Go through the data below and copy each line that includes "window".

[Start of Attachment]

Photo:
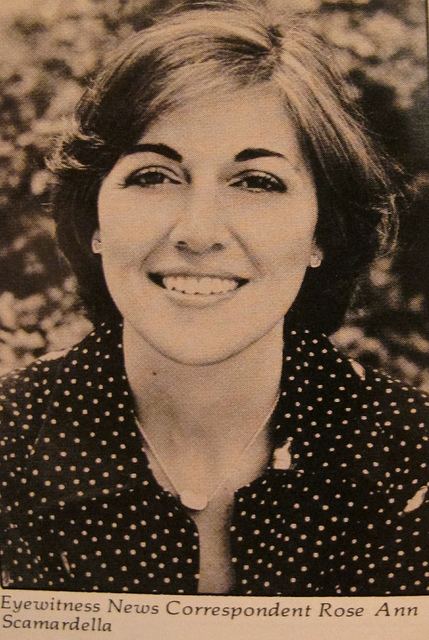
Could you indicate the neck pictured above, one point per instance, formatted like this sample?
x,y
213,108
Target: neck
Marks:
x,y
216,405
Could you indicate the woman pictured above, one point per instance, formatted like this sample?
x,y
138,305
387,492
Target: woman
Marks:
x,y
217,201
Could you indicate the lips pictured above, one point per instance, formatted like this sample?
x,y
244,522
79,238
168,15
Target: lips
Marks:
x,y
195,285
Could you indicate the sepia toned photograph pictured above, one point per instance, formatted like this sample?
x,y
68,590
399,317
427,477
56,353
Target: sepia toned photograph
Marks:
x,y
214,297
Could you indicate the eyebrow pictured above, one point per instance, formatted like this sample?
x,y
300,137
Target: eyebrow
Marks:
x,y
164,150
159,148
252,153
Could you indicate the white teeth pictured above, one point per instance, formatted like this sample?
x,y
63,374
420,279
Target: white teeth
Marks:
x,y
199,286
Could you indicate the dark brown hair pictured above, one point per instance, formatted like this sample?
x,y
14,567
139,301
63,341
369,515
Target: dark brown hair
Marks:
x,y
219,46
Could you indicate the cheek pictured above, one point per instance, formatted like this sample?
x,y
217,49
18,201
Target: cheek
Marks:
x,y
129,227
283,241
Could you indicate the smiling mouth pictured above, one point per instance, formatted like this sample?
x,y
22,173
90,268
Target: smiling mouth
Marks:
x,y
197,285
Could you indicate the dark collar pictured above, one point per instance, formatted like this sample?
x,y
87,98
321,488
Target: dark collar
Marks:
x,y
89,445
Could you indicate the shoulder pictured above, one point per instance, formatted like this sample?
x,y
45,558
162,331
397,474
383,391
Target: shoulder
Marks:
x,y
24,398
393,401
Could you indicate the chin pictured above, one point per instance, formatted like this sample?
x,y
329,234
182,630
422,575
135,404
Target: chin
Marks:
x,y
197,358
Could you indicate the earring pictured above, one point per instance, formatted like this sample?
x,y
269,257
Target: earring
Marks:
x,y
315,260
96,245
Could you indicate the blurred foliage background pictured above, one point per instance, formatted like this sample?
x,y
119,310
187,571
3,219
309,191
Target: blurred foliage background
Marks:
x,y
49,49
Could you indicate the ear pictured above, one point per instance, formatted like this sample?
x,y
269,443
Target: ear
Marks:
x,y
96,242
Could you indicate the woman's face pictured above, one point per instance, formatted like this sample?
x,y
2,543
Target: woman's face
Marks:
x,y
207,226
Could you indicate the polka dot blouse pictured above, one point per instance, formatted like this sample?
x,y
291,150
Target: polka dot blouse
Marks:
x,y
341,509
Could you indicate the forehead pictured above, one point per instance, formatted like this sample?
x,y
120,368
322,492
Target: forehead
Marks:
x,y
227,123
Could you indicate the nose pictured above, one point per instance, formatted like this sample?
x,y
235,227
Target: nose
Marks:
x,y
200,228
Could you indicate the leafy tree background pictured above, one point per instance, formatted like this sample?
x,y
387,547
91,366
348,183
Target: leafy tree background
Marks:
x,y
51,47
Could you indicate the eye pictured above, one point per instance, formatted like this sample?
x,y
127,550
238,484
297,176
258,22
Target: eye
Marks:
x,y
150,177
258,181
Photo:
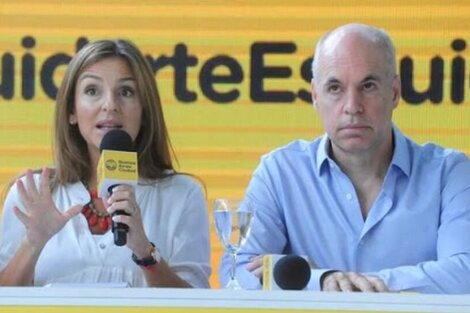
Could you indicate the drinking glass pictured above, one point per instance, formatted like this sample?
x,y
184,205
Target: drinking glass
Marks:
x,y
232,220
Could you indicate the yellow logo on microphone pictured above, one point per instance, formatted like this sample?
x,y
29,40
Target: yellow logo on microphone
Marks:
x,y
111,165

[End of Attachment]
[Start of Attachment]

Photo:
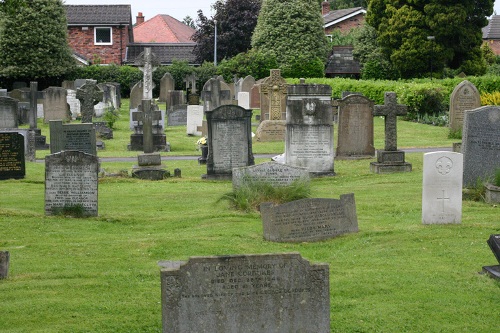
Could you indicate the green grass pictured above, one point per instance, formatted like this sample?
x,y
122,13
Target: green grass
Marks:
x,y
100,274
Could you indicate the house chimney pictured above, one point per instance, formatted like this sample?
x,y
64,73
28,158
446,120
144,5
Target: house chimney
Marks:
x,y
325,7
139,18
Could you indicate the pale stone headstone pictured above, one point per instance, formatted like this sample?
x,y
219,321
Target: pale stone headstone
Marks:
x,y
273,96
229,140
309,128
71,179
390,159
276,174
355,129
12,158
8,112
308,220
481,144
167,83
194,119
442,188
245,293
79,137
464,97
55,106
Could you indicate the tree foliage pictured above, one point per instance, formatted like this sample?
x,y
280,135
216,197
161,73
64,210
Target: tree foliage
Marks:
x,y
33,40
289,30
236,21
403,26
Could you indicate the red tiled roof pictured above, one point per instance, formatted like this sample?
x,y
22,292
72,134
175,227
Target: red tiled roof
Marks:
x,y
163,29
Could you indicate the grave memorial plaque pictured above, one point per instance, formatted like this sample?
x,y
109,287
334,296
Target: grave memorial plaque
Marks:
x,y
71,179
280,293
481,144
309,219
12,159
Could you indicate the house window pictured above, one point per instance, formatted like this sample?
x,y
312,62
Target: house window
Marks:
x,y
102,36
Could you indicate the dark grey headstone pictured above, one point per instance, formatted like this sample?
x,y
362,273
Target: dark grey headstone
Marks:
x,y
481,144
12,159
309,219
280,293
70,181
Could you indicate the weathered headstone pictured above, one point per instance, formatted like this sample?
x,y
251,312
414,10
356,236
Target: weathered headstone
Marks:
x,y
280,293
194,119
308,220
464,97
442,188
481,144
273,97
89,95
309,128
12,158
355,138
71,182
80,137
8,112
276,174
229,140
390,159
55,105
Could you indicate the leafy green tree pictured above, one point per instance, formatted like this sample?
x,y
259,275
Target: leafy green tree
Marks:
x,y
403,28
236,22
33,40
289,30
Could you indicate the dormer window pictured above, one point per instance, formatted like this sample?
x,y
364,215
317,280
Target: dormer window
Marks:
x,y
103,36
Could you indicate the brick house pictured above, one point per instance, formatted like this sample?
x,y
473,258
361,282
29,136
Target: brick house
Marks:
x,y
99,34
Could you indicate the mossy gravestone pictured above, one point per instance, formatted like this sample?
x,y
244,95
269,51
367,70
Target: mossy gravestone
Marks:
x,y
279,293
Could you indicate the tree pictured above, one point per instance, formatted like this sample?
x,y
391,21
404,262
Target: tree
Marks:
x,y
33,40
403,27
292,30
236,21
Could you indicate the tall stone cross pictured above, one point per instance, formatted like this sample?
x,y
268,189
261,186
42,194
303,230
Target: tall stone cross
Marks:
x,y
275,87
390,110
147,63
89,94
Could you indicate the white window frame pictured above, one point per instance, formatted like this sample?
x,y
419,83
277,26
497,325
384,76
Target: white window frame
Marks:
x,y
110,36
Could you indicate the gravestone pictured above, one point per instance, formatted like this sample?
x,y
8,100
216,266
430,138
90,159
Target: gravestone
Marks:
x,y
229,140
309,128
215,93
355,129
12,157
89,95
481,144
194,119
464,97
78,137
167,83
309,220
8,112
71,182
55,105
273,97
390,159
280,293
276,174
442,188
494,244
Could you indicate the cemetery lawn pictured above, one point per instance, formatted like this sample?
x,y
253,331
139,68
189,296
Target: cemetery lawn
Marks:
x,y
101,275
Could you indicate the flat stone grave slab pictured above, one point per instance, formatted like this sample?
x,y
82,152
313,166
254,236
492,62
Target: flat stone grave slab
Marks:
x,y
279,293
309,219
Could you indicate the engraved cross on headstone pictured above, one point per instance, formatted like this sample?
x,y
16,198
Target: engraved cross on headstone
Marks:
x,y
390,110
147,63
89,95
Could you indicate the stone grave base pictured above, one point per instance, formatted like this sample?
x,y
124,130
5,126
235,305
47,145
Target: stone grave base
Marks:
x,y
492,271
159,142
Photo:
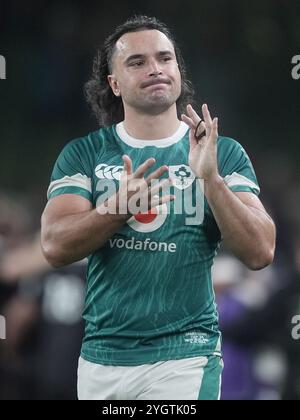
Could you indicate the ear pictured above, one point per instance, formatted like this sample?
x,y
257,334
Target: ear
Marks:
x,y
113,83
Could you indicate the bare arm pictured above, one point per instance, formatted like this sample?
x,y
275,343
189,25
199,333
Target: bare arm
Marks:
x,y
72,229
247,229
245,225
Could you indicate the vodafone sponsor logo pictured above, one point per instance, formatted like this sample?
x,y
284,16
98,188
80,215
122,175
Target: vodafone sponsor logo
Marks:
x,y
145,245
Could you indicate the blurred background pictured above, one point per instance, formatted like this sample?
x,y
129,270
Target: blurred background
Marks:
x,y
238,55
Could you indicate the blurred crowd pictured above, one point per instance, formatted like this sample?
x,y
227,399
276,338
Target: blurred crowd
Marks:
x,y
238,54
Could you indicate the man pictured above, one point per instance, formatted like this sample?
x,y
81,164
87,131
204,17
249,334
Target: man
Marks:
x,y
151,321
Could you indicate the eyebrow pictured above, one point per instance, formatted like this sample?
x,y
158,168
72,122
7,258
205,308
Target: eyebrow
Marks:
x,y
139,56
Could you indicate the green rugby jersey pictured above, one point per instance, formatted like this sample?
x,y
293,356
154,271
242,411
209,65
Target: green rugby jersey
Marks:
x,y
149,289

[End of Attachment]

Task answer -
Could you indicate the house window pictured above, one point per instance, formatted like this sample?
Target: house window
Could you indicate the dormer window pictured above, one point per instance, formatted like this sample?
Target: dormer window
Could you indicate the white window frame pictured above, one point per instance, formatted like this sample?
Target: white window frame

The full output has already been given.